Dataset:
★ ★ ★

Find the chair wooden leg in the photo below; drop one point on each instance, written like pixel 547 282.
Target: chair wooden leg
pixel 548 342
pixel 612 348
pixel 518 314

★ ★ ★

What is needed: Using the listing above, transcribe every entry exactly.

Exercise response:
Find the chair wooden leg in the photo below; drop one point on each instance, written like pixel 547 282.
Target: chair wooden leg
pixel 548 342
pixel 612 348
pixel 518 314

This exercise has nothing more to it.